== Exercise text ==
I am not worried at this point about the impact on the election. I’m worried about the impact on families, and I’m worried about the impact on our first responders. I’m worried about the impact on our economy and on transportation.
The election will take care of itself next week...
In fact, this is a crucial if smaller version of his response to the Great Recession. There is no junk about a quick fix, no political fantasy that government is the problem. In fact, this is a savvy and candid assessment of how big government has a role in huge disaster.
This is the guy we need.
Monday, October 29, 2012
Compounded Job Creator Myths
From silly to now sad, the fantasy of a class of job creators dominates winger campaigning and discourse. Be blunt. Rich individuals and corporations have almost entire chickened out and failed us.
They have not maintained employment levels, much less expanded or started new companies or divisions. The GOP candidates' big lie on this, per Romney and Ryan in particular, is that government regulations and even the idea that there might be tax increases terrifies these otherwise stalwart JCes, as we can term them.
Note first though that the previous excuse was that if they only had more easy-to-access cash they'd sure be JC'ing the devil out of the economy, leading the recovery. Chicken lips, I say to that too.
Search for job creator and get thousands of hits. Even narrowed with an additional term like statistics, research or even the more loaded myth, the term is well covered. Try this one, or this one, or this one, as just a few examples. The fact is that considering facts, academicians, statisticians and even the occasional billionaire capitalist ridicule the JC fantasy.

== What you will do ==
• a. Reproduce the political blog excerpt word for word, beginning at the words "The election will" and stopping after "and failed us.".
• b. According to the opening paragraph of the political blog excerpt, the impact on which things is the speaker worried about? List every one.
• c. Write the next part of the political blog excerpt, beginning after its final sentence.

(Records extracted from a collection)
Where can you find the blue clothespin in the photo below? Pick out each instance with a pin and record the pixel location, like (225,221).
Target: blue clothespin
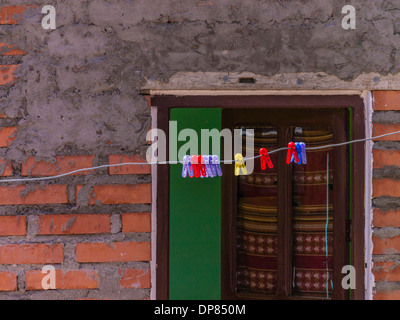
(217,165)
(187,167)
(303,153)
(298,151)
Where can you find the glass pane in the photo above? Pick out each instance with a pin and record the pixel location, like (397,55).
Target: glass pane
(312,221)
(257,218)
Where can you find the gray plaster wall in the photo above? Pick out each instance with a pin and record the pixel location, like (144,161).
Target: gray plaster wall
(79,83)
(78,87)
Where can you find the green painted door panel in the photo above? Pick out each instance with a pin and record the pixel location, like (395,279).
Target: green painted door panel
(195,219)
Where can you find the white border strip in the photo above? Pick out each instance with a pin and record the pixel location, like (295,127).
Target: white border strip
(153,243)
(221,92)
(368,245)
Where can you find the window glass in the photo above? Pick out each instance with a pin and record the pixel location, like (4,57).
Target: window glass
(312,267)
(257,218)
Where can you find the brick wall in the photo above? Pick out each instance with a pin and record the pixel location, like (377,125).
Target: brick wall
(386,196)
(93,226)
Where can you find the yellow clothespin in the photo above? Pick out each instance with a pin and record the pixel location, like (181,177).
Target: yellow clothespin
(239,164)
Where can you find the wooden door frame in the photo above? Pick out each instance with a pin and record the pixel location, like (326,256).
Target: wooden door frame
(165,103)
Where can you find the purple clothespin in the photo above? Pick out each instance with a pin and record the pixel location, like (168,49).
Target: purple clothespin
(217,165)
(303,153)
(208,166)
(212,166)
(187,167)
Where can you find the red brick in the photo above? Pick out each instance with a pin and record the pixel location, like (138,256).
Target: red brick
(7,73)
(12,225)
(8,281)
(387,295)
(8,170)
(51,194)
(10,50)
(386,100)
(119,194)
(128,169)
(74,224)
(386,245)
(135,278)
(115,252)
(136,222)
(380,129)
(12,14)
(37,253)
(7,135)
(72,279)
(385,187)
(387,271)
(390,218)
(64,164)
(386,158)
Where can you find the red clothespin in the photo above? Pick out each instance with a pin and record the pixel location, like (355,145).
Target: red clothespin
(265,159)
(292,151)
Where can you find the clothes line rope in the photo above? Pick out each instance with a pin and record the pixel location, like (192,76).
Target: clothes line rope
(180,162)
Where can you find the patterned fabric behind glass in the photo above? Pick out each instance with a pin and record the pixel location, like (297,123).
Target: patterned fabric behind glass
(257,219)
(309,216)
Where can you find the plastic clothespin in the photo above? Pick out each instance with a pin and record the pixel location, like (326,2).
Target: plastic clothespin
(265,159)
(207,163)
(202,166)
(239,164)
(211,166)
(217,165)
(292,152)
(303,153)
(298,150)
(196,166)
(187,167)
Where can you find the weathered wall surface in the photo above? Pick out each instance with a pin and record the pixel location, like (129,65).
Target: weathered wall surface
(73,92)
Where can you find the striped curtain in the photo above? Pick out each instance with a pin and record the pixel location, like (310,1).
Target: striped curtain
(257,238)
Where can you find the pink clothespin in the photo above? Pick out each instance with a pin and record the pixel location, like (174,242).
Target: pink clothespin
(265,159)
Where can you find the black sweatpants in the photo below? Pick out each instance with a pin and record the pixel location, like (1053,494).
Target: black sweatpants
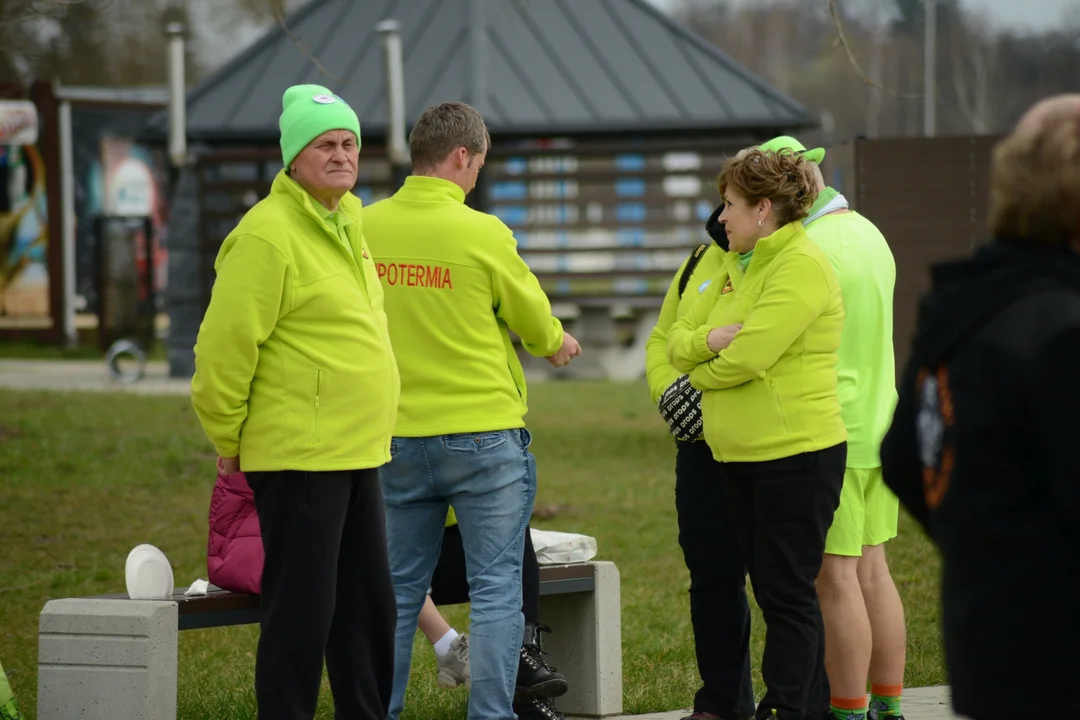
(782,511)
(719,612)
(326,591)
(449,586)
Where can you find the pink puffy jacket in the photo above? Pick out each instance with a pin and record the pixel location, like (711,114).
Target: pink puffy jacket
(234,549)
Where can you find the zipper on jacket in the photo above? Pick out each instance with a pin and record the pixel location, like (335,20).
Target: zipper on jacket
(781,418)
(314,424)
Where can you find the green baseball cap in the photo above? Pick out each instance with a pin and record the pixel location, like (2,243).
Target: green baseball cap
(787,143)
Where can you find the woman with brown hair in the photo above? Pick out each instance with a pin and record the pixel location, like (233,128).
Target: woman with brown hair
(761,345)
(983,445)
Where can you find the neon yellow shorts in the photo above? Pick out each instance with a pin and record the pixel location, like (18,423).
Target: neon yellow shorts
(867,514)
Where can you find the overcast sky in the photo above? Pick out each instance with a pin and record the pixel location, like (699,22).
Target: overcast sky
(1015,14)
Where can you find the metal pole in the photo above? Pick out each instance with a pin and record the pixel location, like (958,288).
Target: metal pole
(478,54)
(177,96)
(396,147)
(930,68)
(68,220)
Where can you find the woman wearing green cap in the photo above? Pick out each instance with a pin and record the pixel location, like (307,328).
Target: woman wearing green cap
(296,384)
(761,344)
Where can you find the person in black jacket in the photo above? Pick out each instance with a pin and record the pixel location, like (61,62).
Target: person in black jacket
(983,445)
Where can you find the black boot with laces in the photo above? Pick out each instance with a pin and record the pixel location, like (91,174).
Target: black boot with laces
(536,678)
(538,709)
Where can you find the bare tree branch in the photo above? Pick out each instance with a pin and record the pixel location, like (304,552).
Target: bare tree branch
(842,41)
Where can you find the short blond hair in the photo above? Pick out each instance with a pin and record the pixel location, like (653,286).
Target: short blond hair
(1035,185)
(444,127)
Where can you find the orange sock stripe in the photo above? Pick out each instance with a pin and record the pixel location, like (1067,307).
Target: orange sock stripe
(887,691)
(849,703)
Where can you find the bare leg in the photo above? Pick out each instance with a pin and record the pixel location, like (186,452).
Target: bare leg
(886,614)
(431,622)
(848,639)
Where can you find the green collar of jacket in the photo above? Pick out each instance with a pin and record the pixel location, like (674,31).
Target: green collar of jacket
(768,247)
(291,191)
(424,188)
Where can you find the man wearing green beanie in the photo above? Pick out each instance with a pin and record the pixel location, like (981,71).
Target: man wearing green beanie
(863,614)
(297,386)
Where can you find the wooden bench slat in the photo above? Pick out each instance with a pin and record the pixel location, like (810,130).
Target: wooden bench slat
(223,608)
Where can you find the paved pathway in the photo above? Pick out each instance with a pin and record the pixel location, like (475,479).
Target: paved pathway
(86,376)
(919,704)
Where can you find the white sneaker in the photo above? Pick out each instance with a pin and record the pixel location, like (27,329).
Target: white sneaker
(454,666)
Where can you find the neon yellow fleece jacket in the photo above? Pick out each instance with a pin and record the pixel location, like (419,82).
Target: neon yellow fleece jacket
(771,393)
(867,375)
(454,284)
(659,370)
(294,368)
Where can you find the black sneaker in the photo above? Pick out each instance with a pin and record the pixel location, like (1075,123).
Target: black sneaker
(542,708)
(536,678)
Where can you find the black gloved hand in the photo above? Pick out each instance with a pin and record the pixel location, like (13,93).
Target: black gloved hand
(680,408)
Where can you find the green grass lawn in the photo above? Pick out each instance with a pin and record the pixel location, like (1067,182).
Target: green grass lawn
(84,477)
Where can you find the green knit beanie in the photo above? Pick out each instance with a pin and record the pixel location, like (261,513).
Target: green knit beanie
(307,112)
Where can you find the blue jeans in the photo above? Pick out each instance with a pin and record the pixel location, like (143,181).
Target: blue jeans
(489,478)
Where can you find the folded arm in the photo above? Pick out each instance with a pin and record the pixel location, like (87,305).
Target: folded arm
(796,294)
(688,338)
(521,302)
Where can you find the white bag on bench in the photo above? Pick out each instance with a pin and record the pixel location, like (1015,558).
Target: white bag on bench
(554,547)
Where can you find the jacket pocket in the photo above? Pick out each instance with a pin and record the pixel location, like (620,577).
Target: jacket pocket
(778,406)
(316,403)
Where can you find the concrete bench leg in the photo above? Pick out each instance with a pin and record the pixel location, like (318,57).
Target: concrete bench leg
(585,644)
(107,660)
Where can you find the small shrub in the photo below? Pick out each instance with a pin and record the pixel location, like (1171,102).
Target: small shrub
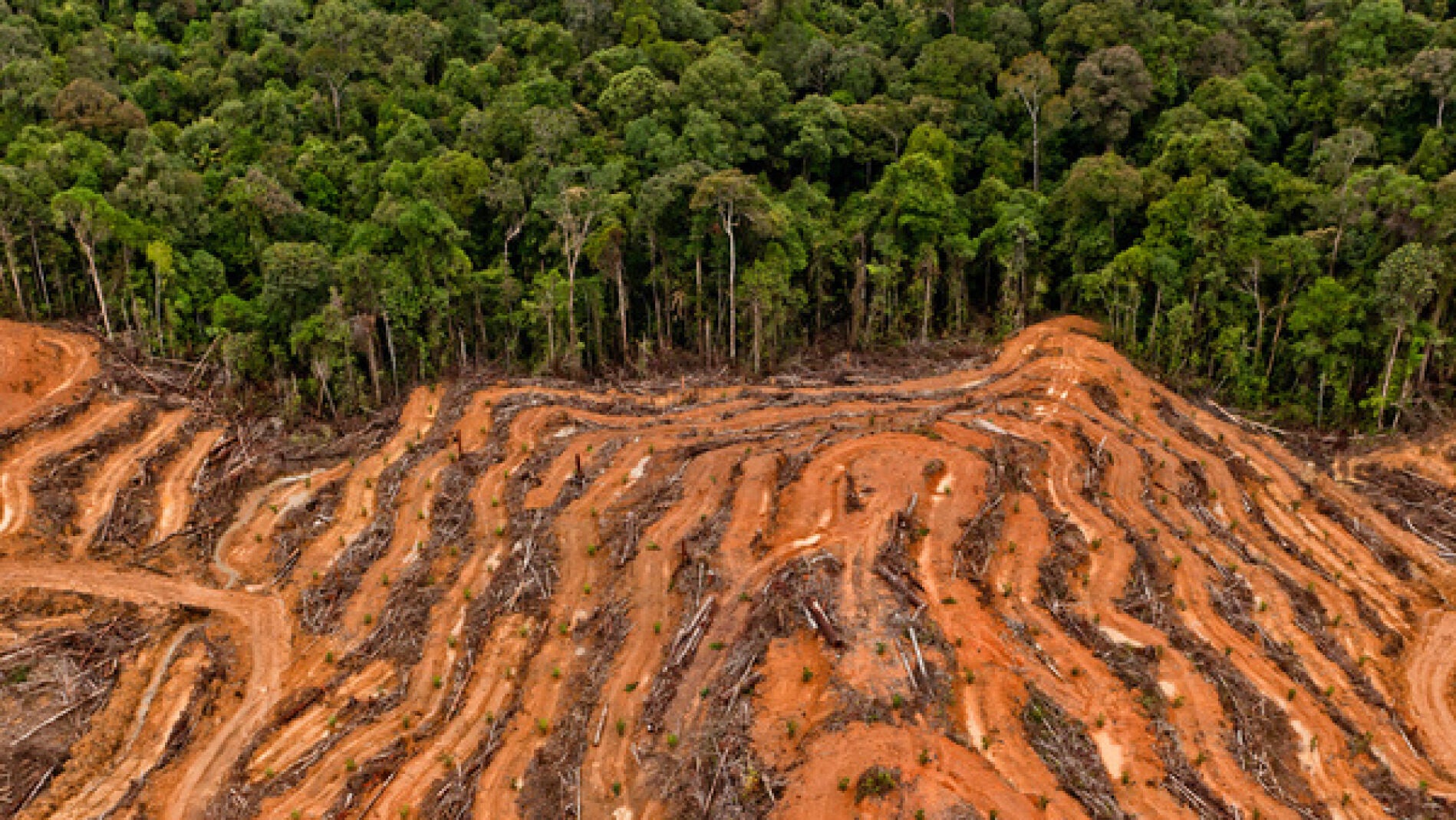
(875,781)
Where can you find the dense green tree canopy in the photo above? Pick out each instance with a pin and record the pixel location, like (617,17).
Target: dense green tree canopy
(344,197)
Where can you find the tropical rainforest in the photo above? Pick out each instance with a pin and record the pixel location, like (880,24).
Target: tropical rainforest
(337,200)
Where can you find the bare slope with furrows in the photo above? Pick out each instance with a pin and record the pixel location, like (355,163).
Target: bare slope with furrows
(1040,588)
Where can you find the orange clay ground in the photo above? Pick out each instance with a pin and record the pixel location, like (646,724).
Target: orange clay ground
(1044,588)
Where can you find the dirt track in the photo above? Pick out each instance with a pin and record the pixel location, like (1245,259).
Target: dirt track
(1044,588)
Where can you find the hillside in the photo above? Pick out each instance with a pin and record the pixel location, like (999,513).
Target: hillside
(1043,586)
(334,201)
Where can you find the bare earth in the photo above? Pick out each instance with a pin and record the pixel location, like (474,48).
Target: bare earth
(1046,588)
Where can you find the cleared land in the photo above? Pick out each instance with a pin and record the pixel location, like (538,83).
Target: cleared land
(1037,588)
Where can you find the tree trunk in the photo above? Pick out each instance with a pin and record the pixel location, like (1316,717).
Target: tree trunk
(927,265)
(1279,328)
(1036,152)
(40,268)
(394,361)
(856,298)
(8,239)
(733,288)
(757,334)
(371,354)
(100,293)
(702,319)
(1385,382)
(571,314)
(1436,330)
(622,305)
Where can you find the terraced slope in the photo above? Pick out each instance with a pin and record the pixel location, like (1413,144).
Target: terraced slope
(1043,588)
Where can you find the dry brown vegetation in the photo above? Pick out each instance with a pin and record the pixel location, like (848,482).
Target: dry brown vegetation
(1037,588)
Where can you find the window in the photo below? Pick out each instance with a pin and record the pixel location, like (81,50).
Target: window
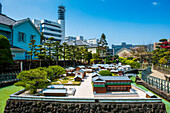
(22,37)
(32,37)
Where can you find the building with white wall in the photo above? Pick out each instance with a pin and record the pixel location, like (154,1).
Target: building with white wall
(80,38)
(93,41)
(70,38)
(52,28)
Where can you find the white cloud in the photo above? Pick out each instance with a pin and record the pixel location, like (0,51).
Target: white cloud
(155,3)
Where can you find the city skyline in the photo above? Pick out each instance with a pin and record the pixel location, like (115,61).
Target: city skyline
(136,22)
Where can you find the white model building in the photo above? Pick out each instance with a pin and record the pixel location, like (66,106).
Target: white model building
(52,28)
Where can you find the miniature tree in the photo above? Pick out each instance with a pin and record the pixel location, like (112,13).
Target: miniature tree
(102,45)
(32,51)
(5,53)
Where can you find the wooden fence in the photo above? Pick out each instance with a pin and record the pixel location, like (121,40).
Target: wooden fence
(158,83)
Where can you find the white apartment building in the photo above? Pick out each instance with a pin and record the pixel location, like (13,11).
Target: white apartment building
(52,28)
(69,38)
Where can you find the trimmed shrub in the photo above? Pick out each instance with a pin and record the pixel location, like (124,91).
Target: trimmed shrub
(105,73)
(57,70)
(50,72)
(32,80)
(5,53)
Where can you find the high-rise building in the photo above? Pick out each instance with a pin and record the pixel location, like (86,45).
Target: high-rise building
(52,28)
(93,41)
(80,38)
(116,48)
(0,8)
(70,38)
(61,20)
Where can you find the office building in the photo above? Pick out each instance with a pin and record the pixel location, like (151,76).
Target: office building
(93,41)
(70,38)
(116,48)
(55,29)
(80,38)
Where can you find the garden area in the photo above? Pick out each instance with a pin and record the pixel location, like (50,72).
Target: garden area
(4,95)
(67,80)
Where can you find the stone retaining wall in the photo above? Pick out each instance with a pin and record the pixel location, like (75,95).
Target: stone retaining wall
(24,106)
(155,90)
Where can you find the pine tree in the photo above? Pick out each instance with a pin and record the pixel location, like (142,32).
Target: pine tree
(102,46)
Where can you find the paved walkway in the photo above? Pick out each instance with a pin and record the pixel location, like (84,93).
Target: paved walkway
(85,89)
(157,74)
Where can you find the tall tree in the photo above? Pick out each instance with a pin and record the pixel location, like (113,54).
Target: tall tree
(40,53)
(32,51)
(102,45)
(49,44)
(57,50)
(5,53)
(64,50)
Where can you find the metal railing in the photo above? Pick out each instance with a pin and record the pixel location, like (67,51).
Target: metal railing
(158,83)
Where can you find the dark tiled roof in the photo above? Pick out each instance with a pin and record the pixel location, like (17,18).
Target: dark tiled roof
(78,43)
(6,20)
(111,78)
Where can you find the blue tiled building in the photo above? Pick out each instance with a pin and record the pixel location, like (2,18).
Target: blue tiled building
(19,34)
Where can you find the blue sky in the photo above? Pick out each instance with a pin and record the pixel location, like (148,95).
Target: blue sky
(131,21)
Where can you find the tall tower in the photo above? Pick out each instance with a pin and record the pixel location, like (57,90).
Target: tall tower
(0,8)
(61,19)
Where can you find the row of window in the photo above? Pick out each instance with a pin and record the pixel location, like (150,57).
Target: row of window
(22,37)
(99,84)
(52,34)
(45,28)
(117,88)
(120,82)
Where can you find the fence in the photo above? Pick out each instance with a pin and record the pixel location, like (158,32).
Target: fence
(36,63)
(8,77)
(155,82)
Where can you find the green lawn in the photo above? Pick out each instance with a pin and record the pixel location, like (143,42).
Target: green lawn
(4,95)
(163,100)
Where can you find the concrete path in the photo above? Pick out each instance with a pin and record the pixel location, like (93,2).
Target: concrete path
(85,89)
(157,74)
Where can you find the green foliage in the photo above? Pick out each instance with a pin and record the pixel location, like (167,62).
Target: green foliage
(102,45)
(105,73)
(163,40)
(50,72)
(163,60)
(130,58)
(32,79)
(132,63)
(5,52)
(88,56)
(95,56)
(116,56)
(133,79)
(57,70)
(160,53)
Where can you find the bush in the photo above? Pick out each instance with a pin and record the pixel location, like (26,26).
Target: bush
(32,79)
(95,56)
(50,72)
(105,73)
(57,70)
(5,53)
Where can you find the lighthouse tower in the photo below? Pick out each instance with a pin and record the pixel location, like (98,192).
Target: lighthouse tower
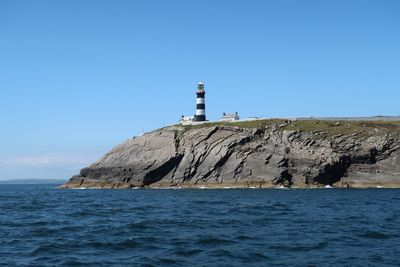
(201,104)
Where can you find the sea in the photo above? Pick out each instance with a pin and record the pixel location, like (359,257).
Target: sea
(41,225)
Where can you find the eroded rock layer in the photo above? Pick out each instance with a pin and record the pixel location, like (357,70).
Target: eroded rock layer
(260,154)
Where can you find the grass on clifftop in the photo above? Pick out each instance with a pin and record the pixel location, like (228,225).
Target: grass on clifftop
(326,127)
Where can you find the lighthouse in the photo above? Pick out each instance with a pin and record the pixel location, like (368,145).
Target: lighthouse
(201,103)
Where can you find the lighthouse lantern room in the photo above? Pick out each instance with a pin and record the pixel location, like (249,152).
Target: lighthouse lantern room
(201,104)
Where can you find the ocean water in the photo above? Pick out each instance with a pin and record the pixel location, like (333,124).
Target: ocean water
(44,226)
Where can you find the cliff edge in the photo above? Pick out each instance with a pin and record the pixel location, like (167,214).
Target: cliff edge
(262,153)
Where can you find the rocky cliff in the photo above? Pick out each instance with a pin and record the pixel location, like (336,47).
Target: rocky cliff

== Solved tasks ==
• a.
The election will take care of itself next week...
In fact, this is a crucial if smaller version of his response to the Great Recession. There is no junk about a quick fix, no political fantasy that government is the problem. In fact, this is a savvy and candid assessment of how big government has a role in huge disaster.
This is the guy we need.
Monday, October 29, 2012
Compounded Job Creator Myths
From silly to now sad, the fantasy of a class of job creators dominates winger campaigning and discourse. Be blunt. Rich individuals and corporations have almost entire chickened out and failed us.

• b. families; our first responders; our economy; transportation

• c.
Best I can come up with here is that those who choice to accept that rich companies and people do create jobs willingly is either:
- an aspiration for public office and the subsequent financial support from business owners and PACs, or
- a paternalistic need to believe that some rich father figure will look out for you because you can't survive without that
Many commentators, economists and scholars are quick to point out that creating jobs is coincidental to capitalism. The fewer employees you have, the lower your expenses and if your business is properly managed and selling the right stuff, the higher for margins and absolute dollar returns.
Job Stiflers
You have to be somewhat patriotic and some visionary to make jobs in this country and to pay decent wages. What those same observers also note is that America grew into a great economic power after the Great Depression and WWII because of the patriotic and visionary shared ideals related to a vibrant middle class. More consumers with more money works. Finding a billion poor customers half-way round the globe does nothing for Americans, just for the business owners.
Oddly enough, back at the start of the 20th Century, a few hard-nosed magnates got it. Henry Ford, for one, declared he wanted to pay his workers enough that they could afford the cars they built. In this same era up until recently that attitude was widespread in Europe too, with many companies defining their level of success by how many workers they employed.
Lackaday, in this Great Recession and stumbling recovery, the JCes have failed us, badly failed us.
If they were in fact out there expanding, starting up companies and even retaining their employees, we'd be well on the way to extremely low unemployment and high consumer demand. Instead, when they got lots of cash, they sat on it for interest or invested it overseas. They pretended that onerous regulations and taxes (there weren't any added in this red herring) kept them from hiring.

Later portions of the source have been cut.